=== 文本段落 ===
马克西莫夫硬说,党有没有可能领导杜马党团是争论非常之大的问题(经过两年的实践之后)。《呼声报》硬说,党的这种领导是一句空话(“从大多数中央委员会委员侨居国外时起”)。无论马克西莫夫或呼声派都拍着自己的胸脯担保说,只有诽谤者造谣说右的和左的取消派干的是反党工作。
无论马克西莫夫或者呼声派,都说同取消主义的全部斗争是由某些人和某些集团有“把人撵走”的癖好所引起的。马克西莫夫使用的就是这个字眼。《呼声报》愤怒地把普列汉诺夫关于彻底划清界限的号召说成是“外科手术”,“先剃后刮再放血”的方法,“梭巴开维支-列宁”的手法[99],“打手”普·(普·=孟什维克普列汉诺夫分子,他不怕公开地讲出切列万宁之流、拉林之流和波特列索夫之流搞取消主义的真相)的手法。《无产者报》在玩弄外交手腕,迎合普列汉诺夫(马克西莫夫语),《无产者报》在向普列汉诺夫献媚(《呼声报》的说法是:向普列汉诺夫“献殷勤”的《无产者报》“小品文作者”)。大家看得很清楚:马克西莫夫分子和呼声派对新的分裂和新的组合所作的解释完全一样。
让玩偶小人去作这样的解释吧,我们来谈谈本题。

=== 任务要求 ===
把上面这段关于马克西莫夫与呼声派的文字逐字照抄出来，从“无论马克西莫夫或者呼声派,都”开始，一直抄到“新的组合所作的解释完全一样。”为止。 这些条目出自另一个来源。

=== 所给材料 ===
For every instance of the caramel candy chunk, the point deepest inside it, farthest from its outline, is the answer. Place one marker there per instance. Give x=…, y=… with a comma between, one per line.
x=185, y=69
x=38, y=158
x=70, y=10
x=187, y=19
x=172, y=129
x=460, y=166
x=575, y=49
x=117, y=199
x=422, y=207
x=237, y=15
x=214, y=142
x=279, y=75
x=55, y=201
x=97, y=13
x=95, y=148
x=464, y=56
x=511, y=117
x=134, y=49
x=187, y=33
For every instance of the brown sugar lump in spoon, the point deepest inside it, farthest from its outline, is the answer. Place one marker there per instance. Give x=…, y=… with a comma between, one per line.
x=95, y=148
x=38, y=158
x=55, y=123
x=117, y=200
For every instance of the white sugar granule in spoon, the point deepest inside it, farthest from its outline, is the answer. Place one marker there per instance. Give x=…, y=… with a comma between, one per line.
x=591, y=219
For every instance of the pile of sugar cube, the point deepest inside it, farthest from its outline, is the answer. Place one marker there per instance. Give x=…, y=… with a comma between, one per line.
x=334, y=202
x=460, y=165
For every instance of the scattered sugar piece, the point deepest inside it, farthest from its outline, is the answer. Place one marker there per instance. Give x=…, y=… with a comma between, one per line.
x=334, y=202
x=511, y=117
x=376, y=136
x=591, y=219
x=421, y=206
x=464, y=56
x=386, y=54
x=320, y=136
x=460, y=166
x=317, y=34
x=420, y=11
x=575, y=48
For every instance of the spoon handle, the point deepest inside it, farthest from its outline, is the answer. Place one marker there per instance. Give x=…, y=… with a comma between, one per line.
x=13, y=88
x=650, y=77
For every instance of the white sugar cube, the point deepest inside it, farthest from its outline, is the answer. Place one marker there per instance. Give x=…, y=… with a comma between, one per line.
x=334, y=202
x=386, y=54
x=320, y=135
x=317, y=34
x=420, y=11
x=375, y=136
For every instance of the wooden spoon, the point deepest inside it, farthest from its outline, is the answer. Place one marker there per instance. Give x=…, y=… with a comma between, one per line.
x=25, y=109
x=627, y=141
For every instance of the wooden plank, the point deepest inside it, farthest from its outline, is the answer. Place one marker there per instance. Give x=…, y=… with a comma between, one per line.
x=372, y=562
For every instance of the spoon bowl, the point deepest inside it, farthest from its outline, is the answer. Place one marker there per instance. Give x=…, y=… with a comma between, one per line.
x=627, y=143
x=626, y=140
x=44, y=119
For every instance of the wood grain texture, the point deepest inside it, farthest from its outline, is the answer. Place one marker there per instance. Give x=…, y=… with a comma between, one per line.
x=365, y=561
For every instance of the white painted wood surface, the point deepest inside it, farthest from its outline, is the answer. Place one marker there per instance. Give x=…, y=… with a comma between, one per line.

=== 练习结果 ===
无论马克西莫夫或者呼声派,都说同取消主义的全部斗争是由某些人和某些集团有“把人撵走”的癖好所引起的。马克西莫夫使用的就是这个字眼。《呼声报》愤怒地把普列汉诺夫关于彻底划清界限的号召说成是“外科手术”,“先剃后刮再放血”的方法,“梭巴开维支-列宁”的手法[99],“打手”普·(普·=孟什维克普列汉诺夫分子,他不怕公开地讲出切列万宁之流、拉林之流和波特列索夫之流搞取消主义的真相)的手法。《无产者报》在玩弄外交手腕,迎合普列汉诺夫(马克西莫夫语),《无产者报》在向普列汉诺夫献媚(《呼声报》的说法是:向普列汉诺夫“献殷勤”的《无产者报》“小品文作者”)。大家看得很清楚:马克西莫夫分子和呼声派对新的分裂和新的组合所作的解释完全一样。